● **WHAT YOU NEED TO DO**
Count every line in the data that contains the word "query", then report that number alone.

● **SUPPLIED MATERIAL**
===

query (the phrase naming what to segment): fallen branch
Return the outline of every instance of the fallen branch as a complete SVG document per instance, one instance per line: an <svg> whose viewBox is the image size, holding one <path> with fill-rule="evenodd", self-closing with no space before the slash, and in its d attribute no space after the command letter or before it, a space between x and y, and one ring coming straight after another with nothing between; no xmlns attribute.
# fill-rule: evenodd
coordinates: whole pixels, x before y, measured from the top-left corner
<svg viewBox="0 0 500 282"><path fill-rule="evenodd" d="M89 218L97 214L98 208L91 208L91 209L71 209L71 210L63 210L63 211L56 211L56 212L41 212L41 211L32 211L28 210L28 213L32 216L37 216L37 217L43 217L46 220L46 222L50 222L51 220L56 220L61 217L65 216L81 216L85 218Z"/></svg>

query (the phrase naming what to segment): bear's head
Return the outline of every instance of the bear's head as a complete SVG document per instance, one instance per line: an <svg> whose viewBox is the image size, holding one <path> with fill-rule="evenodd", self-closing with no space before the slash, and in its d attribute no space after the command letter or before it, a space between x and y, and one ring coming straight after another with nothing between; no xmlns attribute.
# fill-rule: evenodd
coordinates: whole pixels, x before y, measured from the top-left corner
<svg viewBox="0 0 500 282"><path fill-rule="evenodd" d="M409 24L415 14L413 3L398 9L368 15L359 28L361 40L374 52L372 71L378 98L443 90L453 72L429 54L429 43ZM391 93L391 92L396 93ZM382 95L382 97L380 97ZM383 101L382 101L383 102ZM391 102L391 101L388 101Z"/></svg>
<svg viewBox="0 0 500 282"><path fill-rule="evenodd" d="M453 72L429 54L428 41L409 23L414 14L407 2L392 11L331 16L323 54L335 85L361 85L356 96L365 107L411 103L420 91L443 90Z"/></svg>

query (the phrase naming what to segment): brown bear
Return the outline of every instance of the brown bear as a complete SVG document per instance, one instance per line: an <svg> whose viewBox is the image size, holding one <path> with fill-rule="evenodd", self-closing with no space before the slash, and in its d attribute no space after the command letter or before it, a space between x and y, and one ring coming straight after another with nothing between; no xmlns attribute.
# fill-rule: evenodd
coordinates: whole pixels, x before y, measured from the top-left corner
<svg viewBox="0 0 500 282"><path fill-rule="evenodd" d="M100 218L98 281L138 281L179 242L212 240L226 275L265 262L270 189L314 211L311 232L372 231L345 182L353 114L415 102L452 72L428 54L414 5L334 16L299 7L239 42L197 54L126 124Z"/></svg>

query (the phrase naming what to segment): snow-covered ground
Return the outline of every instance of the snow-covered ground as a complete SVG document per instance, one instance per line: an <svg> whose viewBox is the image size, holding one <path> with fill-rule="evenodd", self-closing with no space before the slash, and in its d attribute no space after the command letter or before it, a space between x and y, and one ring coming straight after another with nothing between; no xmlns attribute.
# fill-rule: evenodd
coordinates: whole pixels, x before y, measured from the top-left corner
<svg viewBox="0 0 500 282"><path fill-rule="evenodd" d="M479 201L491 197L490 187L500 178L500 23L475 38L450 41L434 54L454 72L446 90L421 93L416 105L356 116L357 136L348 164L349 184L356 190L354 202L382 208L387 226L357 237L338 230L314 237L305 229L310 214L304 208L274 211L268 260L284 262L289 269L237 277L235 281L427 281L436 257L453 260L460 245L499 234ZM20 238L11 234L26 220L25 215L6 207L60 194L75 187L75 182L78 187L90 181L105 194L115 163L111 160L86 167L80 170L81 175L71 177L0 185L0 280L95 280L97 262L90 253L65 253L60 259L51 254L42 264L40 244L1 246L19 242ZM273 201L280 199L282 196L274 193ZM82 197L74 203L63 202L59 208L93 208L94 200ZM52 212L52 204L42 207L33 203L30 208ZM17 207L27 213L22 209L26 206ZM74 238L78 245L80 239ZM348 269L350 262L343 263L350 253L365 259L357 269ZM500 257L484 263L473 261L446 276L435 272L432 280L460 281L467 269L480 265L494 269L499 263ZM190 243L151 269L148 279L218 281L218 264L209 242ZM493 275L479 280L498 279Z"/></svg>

===

● **EXPECTED OUTPUT**
4